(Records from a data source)
╭──
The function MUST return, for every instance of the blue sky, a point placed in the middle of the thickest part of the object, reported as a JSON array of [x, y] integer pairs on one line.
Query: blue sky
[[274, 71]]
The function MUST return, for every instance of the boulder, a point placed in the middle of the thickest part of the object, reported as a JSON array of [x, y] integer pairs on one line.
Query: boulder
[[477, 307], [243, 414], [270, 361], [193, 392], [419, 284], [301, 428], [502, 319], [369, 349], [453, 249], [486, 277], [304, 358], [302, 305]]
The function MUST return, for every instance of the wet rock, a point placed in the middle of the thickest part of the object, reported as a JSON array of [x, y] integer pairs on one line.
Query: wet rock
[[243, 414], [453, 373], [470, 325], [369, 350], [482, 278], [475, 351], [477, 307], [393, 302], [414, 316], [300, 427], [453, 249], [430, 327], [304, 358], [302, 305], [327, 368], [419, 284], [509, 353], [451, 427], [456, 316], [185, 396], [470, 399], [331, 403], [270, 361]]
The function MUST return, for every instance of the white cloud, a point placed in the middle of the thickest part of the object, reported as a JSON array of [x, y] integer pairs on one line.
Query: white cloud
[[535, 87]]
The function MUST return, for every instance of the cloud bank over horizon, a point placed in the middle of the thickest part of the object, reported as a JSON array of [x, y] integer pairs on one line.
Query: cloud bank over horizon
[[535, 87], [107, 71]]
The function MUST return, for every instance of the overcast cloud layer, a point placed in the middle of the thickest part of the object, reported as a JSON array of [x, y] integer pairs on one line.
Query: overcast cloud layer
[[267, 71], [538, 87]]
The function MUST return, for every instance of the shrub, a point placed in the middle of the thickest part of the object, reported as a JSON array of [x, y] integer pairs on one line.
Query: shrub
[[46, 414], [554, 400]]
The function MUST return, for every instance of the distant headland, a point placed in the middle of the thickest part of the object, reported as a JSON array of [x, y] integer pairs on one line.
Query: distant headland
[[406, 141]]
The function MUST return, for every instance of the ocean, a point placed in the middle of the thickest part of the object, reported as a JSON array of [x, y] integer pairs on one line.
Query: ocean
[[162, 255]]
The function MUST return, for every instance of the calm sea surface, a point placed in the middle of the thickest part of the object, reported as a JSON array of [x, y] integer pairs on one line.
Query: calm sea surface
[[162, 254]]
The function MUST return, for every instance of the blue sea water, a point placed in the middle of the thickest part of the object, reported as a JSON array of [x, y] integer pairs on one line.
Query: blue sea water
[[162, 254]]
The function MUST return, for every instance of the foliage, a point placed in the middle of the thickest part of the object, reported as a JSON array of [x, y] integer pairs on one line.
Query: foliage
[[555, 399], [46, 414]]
╰──
(Description of the task) Could you change every "thickest part" in the data above to "widest part" and give all the lines back with nothing else altered?

(Task solution)
The function MUST return, for every instance of the blue sky, a point placed in the middle of the widest part of the object, reported as a JSON array of [x, y] integer pairs on one line.
Query: blue sky
[[274, 71]]
The function MUST return, for every instance of the boulder, a point placed in the middle of the widest part of the object, reported as a JSON array of [x, y] integer pairs on one line.
Query: boulder
[[477, 307], [243, 414], [270, 361], [193, 392], [419, 284], [301, 428], [502, 319], [369, 349], [453, 249], [486, 277], [304, 358], [302, 305]]
The function MUST return, for every instance of the wet rock, a point placed in the middle of the widest part of the object, reported as a JSON array of [x, y] integer pairs on one line.
Query: wet rock
[[243, 414], [453, 373], [470, 325], [369, 350], [482, 278], [475, 351], [477, 307], [393, 302], [414, 316], [300, 427], [453, 249], [430, 327], [304, 358], [302, 305], [327, 368], [419, 284], [509, 353], [451, 427], [456, 316], [185, 396], [470, 399], [331, 403], [270, 361]]
The function MUST return, for every instance of the white cloud, a point placed in the middle of the widest part of the object, reported as a JSON array of [x, y] integer pairs on one line.
Query: white cloud
[[535, 87]]
The function MUST return, for every instance of the cloud bank over horizon, a point placed in the middle of the widest part of the object, reported as a JSON array of [x, y] integer pairs on one line.
Query: cloud bank over horizon
[[535, 87], [107, 71]]
The function MUST return, for every instance of the overcast cloud layer, a point placed in the middle of the widest part of the object, reported as a JSON array of [x, y] integer pairs on one line.
Query: overcast cloud layer
[[267, 71], [538, 87]]
The function MUST return, for every instance of the shrub, a point placed in the middle of the widest part of the object, reported as a JSON array of [x, y] integer pairs on one line.
Query: shrub
[[46, 414], [554, 400]]
The function MUST return, for every instance of the distant headland, a point placed in the middle of the widest part of the object, reported as a JSON array of [x, y] integer pairs on one line.
Query: distant headland
[[406, 141]]
The function MUST return, for every instance of the ocean, a point placed in the middle of the widest part of the object, reported as a JSON array of [x, y] integer pairs on one line.
Query: ocean
[[162, 255]]
The function MUST return, for every instance of the calm sea surface, a point placed in the middle of the widest part of the object, reported as a JSON array of [x, y] integer pairs on one line.
Query: calm sea surface
[[162, 254]]
The function MUST return, for every instance of the blue sea water, a point placed in the middle of the widest part of the object, reported as a JSON array of [x, y] integer pairs on one line.
Query: blue sea water
[[162, 254]]
The function MUST return, for every instance of the foliage, a point placed in the middle of the widest part of the object, reported as a JSON array of [x, y] integer pairs on one line.
Query: foliage
[[555, 399], [46, 414]]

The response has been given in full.